### Goals
1. Answer these questions about the article on the Bodega startup:
(a) On which day in February did New York's bodega owners close their doors?
(b) About how many Bodega boxes had been placed around the Bay Area as of the morning the article describes?
(c) Which co-founder of the company is named?
2. Return the stretch of the article on the Bodega startup from "Jana Kasperkevic Sep" through "tiny shoebox apartments.", copied word for word.

### Text excerpt
☆ ☆ ☆ ☆ ☆ ☆ ☆

Startup called Bodega hits a nerve with actual bodega customers

Jana Kasperkevic Sep 13, 2017
Jesus Martinez works at his bodega grocery store. Spencer Platt/Getty Images

On the first Thursday of February, New Yorkers were met with an unusual sight: closed bodegas. As thousands of New York’s bodega owners shuttered their doors to protest President Trump’s immigration ban, New Yorkers had to turn elsewhere for their lunch, daily dose of nicotine and lottery tickets.

It was a small sacrifice to make in order to support a community of immigrant business owners who have seen us at our worst — including when sick, drunk, or hungover. They serve us our first coffee and our post-hangover Gatorades. They know how we like our sandwiches. Their neon lights illuminate our streets 24/7, showing us the way home to our tiny shoebox apartments.

In cities like New York or Los Angeles, bodegas are a cornerstone of communities. So imagine the shock when a West Coast-based startup announced on Wednesday it was rolling out a five-foot-wide high tech vending machine with a limited range of nonperishable items and calling it … Bodega. As of this morning, about 50 have been placed in apartment buildings, offices, dorms and gyms across the Bay Area so that those in need of certain items don’t have to trek to the corner store. Paul McDonald, one of the co-founders of the company, hopes that by the end of 2018, there will be more than a thousand “Bodega” boxes across the U.S.

To buy anything from the box, you will need to use an app and the box’s smart technology, which will recognize the items you selected and automatically charge your credit card for them. There is no friendly cashier or bodega owner to ask you about your day, just you, your phone and a box of nonperishables.

While the concept is nothing new, vending machines selling nonperishable everyday items, and even clothing have been around for some time, branding the box “Bodega” has struck a nerve. Wasting no time, Twitter seemed to respond to the news in unison to say: Thanks, but no thanks. This is a box and a not a bodega.

So, why not call it what it is — a pantry box or a vending machine?

☆ ☆ ☆ ☆ ☆ ☆ ☆

### Given records
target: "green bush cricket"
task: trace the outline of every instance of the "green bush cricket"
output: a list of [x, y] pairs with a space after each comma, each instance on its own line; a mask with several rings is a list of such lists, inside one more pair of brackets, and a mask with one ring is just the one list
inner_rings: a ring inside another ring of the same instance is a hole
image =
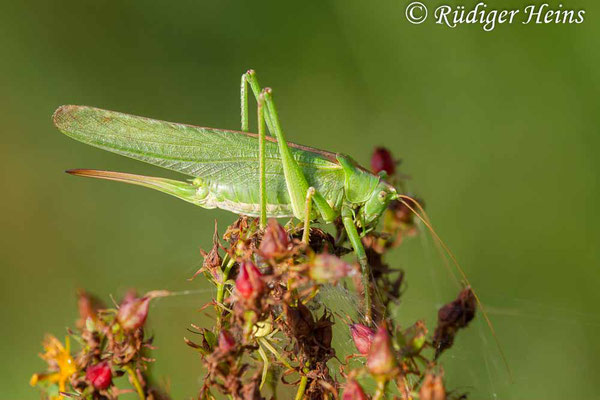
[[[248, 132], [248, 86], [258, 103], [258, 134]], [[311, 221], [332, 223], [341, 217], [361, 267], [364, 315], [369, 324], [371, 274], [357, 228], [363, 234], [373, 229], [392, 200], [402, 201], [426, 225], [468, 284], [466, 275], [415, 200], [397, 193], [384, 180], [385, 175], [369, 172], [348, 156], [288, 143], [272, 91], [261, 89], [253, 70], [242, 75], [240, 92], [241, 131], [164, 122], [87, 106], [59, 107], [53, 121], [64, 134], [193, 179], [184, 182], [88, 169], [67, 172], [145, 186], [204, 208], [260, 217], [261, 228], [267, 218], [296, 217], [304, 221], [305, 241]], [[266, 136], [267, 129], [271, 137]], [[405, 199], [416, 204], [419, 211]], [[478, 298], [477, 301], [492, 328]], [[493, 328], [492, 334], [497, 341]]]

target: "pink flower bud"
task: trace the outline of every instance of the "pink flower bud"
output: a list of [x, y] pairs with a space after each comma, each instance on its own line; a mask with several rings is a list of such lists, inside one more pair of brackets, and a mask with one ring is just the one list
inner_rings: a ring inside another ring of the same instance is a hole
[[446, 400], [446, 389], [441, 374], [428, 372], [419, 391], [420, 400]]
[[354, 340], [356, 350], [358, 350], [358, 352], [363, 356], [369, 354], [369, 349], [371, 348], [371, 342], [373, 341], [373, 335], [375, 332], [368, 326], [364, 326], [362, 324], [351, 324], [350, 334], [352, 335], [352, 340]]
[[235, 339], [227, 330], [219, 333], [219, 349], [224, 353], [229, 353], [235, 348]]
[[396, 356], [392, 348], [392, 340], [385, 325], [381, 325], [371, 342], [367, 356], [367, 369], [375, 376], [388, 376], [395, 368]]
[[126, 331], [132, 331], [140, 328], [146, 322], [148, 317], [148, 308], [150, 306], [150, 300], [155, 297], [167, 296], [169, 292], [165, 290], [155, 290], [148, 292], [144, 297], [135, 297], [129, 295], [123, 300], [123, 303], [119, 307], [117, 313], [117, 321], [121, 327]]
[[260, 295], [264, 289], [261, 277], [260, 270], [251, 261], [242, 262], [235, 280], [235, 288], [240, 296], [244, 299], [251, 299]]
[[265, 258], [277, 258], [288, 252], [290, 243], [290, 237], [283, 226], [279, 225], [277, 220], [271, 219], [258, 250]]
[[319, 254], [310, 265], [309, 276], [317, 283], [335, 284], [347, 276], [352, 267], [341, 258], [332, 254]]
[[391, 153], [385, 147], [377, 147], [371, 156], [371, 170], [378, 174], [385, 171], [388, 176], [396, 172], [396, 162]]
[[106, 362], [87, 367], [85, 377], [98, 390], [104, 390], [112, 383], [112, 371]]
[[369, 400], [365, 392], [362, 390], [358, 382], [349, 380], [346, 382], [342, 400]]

☆ ☆ ☆ ☆ ☆ ☆ ☆

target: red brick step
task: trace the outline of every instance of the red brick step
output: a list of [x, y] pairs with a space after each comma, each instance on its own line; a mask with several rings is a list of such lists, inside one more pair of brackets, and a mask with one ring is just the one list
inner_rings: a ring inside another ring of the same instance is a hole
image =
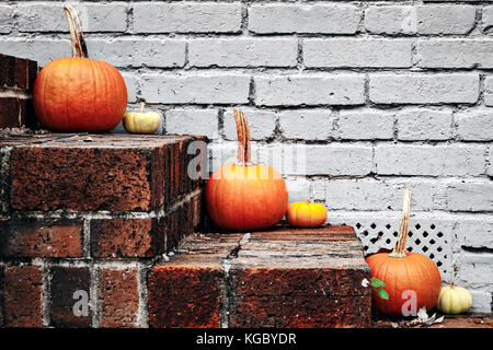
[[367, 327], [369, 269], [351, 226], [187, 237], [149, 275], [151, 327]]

☆ ☆ ☆ ☆ ☆ ☆ ☆

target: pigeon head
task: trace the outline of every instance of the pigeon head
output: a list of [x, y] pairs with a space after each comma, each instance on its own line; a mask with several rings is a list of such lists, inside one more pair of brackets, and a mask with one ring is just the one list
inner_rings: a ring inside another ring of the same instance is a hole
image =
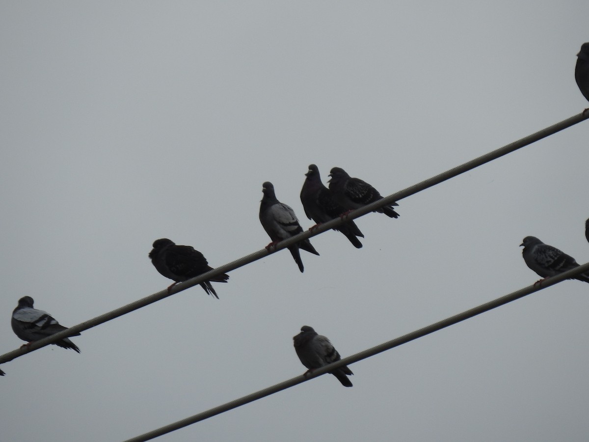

☆ ☆ ☆ ☆ ☆ ☆ ☆

### Response list
1.
(a) The first Thursday of February.
(b) About 50.
(c) Paul McDonald.

2.
Jana Kasperkevic Sep 13, 2017
Jesus Martinez works at his bodega grocery store. Spencer Platt/Getty Images

On the first Thursday of February, New Yorkers were met with an unusual sight: closed bodegas. As thousands of New York’s bodega owners shuttered their doors to protest President Trump’s immigration ban, New Yorkers had to turn elsewhere for their lunch, daily dose of nicotine and lottery tickets.

It was a small sacrifice to make in order to support a community of immigrant business owners who have seen us at our worst — including when sick, drunk, or hungover. They serve us our first coffee and our post-hangover Gatorades. They know how we like our sandwiches. Their neon lights illuminate our streets 24/7, showing us the way home to our tiny shoebox apartments.